(Stored dataset items)
▬▬▬
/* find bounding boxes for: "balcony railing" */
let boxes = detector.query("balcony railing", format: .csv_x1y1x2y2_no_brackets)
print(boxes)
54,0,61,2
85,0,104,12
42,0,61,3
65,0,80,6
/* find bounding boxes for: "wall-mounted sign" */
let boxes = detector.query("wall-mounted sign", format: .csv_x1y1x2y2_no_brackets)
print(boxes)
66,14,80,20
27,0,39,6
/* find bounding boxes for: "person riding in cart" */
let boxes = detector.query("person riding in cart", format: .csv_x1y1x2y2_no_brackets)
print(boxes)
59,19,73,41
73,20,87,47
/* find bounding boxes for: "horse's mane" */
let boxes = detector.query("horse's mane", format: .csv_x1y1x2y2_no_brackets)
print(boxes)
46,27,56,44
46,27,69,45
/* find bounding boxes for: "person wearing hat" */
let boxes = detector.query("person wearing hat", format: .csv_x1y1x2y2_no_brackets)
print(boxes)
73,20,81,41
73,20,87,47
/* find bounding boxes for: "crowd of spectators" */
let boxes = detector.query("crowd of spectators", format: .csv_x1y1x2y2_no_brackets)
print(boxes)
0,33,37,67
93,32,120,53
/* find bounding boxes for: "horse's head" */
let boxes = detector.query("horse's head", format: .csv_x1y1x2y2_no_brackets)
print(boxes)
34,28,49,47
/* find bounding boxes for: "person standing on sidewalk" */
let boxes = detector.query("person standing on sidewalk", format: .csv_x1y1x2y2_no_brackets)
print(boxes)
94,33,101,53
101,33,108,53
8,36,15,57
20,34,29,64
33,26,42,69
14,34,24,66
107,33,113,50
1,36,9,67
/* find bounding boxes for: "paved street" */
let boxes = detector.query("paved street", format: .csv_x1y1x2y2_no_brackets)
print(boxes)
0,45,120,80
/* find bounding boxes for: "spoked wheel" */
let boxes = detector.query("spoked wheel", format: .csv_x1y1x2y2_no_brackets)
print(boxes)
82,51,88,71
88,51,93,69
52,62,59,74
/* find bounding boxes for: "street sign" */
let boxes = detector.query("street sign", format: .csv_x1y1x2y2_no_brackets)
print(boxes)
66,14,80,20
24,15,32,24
▬▬▬
*About this task*
Exactly as given, repeat each line above.

*Expected output*
/* find bounding boxes for: "balcony railing" */
let boxes = detector.query("balcony railing", format: .csv_x1y1x2y2_no_brackets)
print(boxes)
54,0,61,2
85,0,104,12
42,0,61,3
65,0,80,6
/* find bounding boxes for: "wall-mounted sign" */
let boxes = detector.query("wall-mounted sign", format: .csv_x1y1x2y2_no_brackets)
print(boxes)
66,14,80,20
27,0,39,6
/* find bounding boxes for: "person riding in cart" */
let boxes = detector.query("person riding in cart", format: .csv_x1y1x2y2_no_brackets)
print(boxes)
59,19,73,41
73,20,87,47
/* find bounding boxes for: "horse's mane" */
let boxes = detector.query("horse's mane", format: .csv_x1y1x2y2_no_brackets)
print(boxes)
46,27,56,44
46,27,69,45
/* find bounding boxes for: "person wearing hat" */
let boxes = detector.query("person wearing hat", format: .csv_x1y1x2y2_no_brackets)
print(boxes)
73,20,81,41
73,20,87,47
/* find bounding boxes for: "crowd of spectators" */
let boxes = detector.query("crowd of spectators", format: .csv_x1y1x2y2_no_brackets)
print(boxes)
0,33,37,67
93,32,120,53
/* find bounding boxes for: "horse's head" */
let boxes = detector.query("horse's head", format: .csv_x1y1x2y2_no_brackets)
print(boxes)
34,28,49,47
/* find bounding boxes for: "person standing on sidewalk" */
let boxes = detector.query("person standing on sidewalk", format: .csv_x1y1x2y2_no_brackets)
print(boxes)
94,33,101,53
101,33,108,53
8,36,15,57
20,34,29,64
33,26,42,69
14,34,24,66
107,33,113,50
1,36,9,67
/* find bounding boxes for: "paved street" */
let boxes = detector.query("paved street", format: .csv_x1y1x2y2_no_brackets)
print(boxes)
0,45,120,80
/* find bounding boxes for: "spoked wheel" */
let boxes = detector.query("spoked wheel", format: .csv_x1y1x2y2_no_brackets)
print(boxes)
82,51,88,71
88,51,93,69
52,62,59,74
/* find bounding boxes for: "street sign" */
let boxes = detector.query("street sign", format: .csv_x1y1x2y2_no_brackets)
print(boxes)
66,14,80,20
24,15,32,24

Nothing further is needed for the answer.